» Work request
Nothing in the records below should be altered when they are retyped.

» Provided material
== == ==

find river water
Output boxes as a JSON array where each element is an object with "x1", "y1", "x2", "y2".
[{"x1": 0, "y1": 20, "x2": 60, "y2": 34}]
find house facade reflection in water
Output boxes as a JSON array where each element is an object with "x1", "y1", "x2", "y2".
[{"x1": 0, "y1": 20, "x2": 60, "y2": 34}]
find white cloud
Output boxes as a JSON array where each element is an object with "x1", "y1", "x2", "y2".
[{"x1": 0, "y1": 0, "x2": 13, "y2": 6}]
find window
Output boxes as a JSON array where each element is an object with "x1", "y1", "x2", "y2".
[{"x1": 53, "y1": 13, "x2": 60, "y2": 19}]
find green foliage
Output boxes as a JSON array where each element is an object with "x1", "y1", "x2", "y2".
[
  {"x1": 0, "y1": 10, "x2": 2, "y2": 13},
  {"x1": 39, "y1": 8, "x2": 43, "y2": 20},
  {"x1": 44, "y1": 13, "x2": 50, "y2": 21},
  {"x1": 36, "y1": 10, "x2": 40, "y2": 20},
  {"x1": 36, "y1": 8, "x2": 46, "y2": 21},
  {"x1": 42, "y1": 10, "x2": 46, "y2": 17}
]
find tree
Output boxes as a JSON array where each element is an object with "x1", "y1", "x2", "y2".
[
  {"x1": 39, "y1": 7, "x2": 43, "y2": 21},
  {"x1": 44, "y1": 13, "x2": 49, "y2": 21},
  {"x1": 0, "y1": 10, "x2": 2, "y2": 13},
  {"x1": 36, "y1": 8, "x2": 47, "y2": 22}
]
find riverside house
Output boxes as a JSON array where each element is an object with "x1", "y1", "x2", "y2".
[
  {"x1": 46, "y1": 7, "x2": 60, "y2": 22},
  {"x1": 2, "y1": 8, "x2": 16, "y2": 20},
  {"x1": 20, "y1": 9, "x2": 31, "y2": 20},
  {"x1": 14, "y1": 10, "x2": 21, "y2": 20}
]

== == ==

» Problem solution
find river water
Output boxes as a JSON array where each element is an object with "x1", "y1", "x2", "y2".
[{"x1": 0, "y1": 20, "x2": 60, "y2": 34}]
find house facade reflection in water
Output boxes as a JSON array where each element is an object with "x1", "y1", "x2", "y2".
[{"x1": 0, "y1": 20, "x2": 60, "y2": 34}]
find white cloud
Output boxes as a JSON array where each element is an object with "x1", "y1", "x2", "y2".
[{"x1": 0, "y1": 0, "x2": 13, "y2": 6}]
find window
Output boxes as a JSON array where each element is an object with "x1", "y1", "x2", "y2".
[{"x1": 53, "y1": 13, "x2": 60, "y2": 19}]
find green foliage
Output boxes as a JSON array where each element is an object with "x1", "y1", "x2", "y2".
[
  {"x1": 0, "y1": 10, "x2": 2, "y2": 13},
  {"x1": 39, "y1": 8, "x2": 43, "y2": 20},
  {"x1": 44, "y1": 13, "x2": 50, "y2": 21},
  {"x1": 36, "y1": 10, "x2": 40, "y2": 20},
  {"x1": 36, "y1": 8, "x2": 46, "y2": 21},
  {"x1": 42, "y1": 10, "x2": 46, "y2": 17}
]
find tree
Output boxes as a JSON array where each element is an object with "x1", "y1", "x2", "y2".
[
  {"x1": 39, "y1": 7, "x2": 43, "y2": 21},
  {"x1": 44, "y1": 13, "x2": 49, "y2": 21},
  {"x1": 0, "y1": 10, "x2": 2, "y2": 13},
  {"x1": 36, "y1": 8, "x2": 47, "y2": 22}
]
find riverside house
Output boxes as a JSON array where each element is an object with "x1", "y1", "x2", "y2".
[
  {"x1": 46, "y1": 7, "x2": 60, "y2": 22},
  {"x1": 2, "y1": 8, "x2": 16, "y2": 20},
  {"x1": 20, "y1": 9, "x2": 31, "y2": 20},
  {"x1": 14, "y1": 10, "x2": 21, "y2": 20}
]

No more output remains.